_Aim of the exercise_
All of the entries below need repeating exactly, apart from their images.

_Records shown_

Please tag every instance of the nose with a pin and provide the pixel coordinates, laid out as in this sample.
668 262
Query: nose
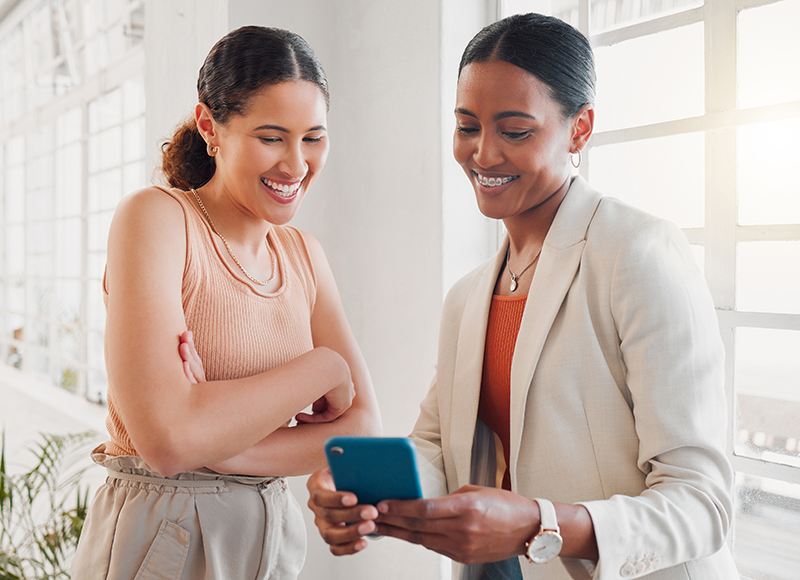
488 152
294 163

_Your solution_
Please tag every instance of the nose with a pin and provide the pixel coordinates, laid out as in this sample.
668 262
Query: nose
488 152
294 163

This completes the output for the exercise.